Text extract.
## Start
Knowing game capabilities

My single trip hunting Nilgai in Texas on the King Ranch, was an eye opener on how wary they were. They seem to have incredible eyesight (and very wary from hunting pressure). My cousin got his at daybreak, I got mine at sunset, when faded lighting did seem to make them somewhat less spooky. Two days got tiring pretty quickly seeing alot of Nilgai rear-ends.
By contrast, saw many coyotes and they were not spooky at all. Almost felt as though they ignored us.
 
Has anyone experienced anything outstanding with regard to an elephants sense of smell?
Often when you get in close in thick stuff, you can see them raise their trunk up above brush, articulating it around etc., working to get your scent.
 
It may have been just a coincidence, but I found the game in Africa much more reliant on scent than sight or hearing. Where a whitetail leaves the county in the first broken twig or crunch of snow, the game in south Africa seemed to stay out if you had the wind in your favour.
 
It may have been just a coincidence, but I found the game in Africa much more reliant on scent than sight or hearing. Where a whitetail leaves the county in the first broken twig or crunch of snow, the game in south Africa seemed to stay out if you had the wind in your favour.
## End
Task.
Return the passage of the text on game senses that runs from "By contrast, saw" up to and including "sense of smell?", word for word.

Data extract.
## Start
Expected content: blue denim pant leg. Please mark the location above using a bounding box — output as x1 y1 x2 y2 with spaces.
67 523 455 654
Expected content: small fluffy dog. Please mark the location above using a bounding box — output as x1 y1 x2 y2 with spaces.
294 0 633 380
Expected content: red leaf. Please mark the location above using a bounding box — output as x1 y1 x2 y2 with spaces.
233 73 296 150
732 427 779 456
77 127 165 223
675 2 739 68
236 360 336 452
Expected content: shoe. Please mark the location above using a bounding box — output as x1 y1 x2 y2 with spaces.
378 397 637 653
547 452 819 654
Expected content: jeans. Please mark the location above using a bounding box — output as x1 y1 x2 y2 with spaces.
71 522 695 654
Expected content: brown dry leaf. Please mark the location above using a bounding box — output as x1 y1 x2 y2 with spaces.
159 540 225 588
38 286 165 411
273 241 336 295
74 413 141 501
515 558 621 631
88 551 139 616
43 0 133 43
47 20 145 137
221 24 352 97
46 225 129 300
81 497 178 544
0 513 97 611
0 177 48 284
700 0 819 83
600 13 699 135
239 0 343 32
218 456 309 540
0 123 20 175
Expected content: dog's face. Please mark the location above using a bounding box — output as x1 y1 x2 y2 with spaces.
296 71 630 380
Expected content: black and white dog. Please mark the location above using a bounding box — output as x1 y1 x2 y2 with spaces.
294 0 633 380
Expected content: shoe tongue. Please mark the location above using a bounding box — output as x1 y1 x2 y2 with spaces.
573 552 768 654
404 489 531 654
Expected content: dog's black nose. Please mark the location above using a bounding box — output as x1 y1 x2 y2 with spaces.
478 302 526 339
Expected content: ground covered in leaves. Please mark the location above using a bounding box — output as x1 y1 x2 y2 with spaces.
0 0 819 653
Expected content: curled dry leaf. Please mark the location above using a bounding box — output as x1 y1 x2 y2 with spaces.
## End
Solution to the exercise.
By contrast, saw many coyotes and they were not spooky at all. Almost felt as though they ignored us.
 
Has anyone experienced anything outstanding with regard to an elephants sense of smell?